Add 65 to each bounding-box coordinate in the answers, and write out only the records from the line holding "Could you verify whether any succulent" through the line holding "[54, 155, 987, 912]", inclusive, with the requests reproduced as well.

>> Begin

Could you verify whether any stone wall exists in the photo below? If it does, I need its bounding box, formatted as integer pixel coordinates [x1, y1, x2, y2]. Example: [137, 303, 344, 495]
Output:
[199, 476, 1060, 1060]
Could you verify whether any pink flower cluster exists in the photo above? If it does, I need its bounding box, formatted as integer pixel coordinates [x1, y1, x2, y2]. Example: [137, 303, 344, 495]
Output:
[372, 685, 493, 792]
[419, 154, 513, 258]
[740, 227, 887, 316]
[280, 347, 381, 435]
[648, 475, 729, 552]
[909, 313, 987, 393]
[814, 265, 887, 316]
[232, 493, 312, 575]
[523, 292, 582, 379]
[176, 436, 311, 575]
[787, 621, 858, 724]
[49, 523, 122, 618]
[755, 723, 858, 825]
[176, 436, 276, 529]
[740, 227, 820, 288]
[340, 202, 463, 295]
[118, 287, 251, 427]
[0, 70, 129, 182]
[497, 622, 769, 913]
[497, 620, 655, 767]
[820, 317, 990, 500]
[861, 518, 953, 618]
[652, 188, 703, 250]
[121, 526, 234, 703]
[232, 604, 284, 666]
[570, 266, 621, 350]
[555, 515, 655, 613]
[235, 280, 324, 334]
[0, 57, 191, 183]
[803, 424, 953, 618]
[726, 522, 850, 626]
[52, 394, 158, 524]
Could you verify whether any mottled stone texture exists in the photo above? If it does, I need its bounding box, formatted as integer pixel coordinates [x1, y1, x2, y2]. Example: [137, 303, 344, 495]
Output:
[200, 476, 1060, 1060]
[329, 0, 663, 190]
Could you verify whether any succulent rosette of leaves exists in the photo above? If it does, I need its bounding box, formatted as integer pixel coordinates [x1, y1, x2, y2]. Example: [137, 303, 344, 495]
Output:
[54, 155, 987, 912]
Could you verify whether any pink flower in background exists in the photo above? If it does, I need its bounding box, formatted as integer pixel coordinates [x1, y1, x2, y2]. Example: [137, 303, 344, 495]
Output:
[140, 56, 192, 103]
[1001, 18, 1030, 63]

>> End

**Task solution**.
Could you verify whether any succulent rosette of leaves exists in the photo above? If it does, I need its bounding box, formatted as integer pixel coordinates [x1, y1, x2, y2]. Example: [137, 303, 344, 495]
Output:
[119, 220, 1052, 977]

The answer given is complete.